> YOUR GOAL:
Could you restate word for word every line from the one containing "Could you mark every instance of the pale" to the end of the records, and nothing else?

> INPUT DATA:

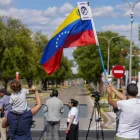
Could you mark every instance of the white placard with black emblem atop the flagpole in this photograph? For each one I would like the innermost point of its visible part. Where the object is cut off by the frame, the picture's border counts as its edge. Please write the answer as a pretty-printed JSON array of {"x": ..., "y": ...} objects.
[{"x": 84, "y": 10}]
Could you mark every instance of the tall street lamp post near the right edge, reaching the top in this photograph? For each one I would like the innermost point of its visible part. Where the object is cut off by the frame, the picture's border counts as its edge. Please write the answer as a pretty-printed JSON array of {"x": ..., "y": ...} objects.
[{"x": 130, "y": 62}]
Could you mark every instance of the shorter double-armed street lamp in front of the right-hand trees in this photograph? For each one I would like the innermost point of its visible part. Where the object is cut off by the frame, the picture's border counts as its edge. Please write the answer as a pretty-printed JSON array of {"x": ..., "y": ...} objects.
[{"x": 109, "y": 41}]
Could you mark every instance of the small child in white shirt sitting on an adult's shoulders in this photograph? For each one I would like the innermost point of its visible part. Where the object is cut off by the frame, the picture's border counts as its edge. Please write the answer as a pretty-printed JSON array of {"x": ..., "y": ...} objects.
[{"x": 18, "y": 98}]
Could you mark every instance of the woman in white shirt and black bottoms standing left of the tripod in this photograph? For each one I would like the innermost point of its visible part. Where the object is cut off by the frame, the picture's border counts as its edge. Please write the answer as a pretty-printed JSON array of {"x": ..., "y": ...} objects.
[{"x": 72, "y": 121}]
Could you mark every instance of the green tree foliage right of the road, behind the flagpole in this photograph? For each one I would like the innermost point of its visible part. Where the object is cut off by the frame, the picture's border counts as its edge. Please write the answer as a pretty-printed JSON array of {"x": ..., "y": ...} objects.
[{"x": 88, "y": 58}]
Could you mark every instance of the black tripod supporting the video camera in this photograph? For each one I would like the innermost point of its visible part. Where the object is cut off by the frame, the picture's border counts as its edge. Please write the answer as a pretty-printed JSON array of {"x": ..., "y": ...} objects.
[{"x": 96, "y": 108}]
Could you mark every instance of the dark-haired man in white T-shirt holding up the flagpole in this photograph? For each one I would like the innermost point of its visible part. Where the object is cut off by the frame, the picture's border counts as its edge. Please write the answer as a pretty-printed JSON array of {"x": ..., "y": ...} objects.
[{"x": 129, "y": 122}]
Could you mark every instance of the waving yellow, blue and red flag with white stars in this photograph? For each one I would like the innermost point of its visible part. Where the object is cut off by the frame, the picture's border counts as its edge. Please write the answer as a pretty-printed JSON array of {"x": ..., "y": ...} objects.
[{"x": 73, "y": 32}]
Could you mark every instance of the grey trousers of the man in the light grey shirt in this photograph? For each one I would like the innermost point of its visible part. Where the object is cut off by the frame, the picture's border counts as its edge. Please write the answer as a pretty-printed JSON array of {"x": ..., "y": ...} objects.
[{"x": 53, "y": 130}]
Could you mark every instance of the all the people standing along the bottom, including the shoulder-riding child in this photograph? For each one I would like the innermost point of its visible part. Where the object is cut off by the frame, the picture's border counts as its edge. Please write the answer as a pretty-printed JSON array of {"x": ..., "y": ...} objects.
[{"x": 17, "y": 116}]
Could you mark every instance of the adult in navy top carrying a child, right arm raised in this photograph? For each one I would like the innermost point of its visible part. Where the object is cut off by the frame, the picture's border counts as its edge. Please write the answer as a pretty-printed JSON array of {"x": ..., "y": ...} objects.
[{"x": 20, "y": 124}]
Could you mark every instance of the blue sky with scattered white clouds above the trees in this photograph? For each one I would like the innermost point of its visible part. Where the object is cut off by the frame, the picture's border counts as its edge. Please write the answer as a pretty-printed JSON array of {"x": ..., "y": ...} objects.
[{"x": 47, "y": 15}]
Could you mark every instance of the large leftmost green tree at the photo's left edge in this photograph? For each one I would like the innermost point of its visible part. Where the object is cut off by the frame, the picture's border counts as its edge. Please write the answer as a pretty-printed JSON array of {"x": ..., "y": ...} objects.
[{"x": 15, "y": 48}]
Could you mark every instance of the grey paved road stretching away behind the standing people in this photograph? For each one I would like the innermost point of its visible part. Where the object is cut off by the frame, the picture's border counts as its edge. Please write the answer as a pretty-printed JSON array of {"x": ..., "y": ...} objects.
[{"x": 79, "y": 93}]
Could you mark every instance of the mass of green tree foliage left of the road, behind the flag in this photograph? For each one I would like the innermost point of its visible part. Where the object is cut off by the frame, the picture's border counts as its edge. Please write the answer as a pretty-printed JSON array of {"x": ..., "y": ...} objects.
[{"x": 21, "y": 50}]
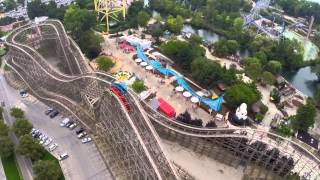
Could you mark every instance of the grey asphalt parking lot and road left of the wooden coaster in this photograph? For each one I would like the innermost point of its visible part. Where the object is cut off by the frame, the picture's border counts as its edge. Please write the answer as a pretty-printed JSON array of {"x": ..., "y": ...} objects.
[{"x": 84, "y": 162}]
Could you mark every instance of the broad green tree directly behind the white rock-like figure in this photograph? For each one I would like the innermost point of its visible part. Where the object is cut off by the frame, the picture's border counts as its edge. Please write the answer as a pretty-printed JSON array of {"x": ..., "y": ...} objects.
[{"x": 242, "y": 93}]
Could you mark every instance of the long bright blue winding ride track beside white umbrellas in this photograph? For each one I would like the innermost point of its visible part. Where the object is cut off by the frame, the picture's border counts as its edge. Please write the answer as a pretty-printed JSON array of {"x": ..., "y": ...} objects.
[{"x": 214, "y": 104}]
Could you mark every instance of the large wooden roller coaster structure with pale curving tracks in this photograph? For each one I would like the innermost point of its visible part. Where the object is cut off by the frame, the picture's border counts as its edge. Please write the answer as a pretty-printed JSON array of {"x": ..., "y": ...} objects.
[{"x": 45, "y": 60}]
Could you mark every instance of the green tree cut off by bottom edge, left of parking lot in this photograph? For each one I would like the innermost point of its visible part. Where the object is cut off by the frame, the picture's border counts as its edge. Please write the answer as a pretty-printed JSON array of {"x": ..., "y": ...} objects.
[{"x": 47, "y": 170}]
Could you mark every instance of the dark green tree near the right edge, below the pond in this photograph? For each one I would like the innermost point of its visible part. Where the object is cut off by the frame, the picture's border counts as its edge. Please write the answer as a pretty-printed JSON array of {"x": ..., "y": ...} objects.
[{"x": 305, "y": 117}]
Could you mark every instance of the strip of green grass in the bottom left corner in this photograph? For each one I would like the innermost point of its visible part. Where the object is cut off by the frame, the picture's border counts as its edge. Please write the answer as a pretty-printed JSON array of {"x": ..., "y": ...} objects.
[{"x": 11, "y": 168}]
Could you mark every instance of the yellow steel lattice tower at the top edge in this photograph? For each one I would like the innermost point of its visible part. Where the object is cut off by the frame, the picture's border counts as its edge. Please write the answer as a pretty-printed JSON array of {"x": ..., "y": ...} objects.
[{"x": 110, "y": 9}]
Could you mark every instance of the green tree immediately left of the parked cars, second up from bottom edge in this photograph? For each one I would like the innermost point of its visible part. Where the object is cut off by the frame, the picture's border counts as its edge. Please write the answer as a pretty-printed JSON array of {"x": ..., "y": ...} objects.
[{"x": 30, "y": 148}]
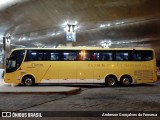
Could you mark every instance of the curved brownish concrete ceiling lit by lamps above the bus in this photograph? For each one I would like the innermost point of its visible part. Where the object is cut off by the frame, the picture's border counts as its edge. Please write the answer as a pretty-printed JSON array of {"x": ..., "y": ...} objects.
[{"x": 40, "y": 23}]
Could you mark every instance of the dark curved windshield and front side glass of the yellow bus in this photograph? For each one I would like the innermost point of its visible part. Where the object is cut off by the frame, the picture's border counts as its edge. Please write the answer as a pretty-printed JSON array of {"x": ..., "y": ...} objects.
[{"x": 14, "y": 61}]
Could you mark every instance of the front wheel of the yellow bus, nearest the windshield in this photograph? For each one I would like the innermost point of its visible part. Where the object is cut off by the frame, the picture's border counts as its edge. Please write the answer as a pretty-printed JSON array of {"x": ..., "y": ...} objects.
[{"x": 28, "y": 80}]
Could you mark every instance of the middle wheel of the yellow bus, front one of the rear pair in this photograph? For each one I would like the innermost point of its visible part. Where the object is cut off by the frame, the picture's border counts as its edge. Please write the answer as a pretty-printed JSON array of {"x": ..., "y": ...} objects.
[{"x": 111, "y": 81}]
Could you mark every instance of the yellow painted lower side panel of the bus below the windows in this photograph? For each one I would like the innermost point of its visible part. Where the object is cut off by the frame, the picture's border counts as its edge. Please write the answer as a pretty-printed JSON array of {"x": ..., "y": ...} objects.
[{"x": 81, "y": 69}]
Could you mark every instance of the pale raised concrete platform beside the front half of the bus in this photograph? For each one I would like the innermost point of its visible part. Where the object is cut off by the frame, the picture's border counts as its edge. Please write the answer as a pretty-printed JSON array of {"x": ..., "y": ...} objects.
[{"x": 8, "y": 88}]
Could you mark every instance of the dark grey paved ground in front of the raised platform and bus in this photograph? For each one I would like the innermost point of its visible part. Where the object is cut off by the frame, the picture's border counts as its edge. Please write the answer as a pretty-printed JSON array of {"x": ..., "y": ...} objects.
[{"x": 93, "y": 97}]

> THE ANSWER:
Could you mark every instance of the pale raised concrete platform beside the front half of the bus in this photograph? For each one I would like the innermost point of its visible part. Where the object is cut off by the frame, the picture's border counts as its edge. Please write the answer as a pretty-printed JSON array of {"x": ..., "y": ...} objects.
[{"x": 8, "y": 88}]
Could you mark every instance of the dark grey paved ground in front of the raised platform and bus in this photograph? For each one I would like the innermost point of its visible part. Where the object is cut off by the frame, the picture's border counts as its edge. Please write the answer as a pretty-printed JSON array of {"x": ..., "y": ...} objects.
[{"x": 93, "y": 97}]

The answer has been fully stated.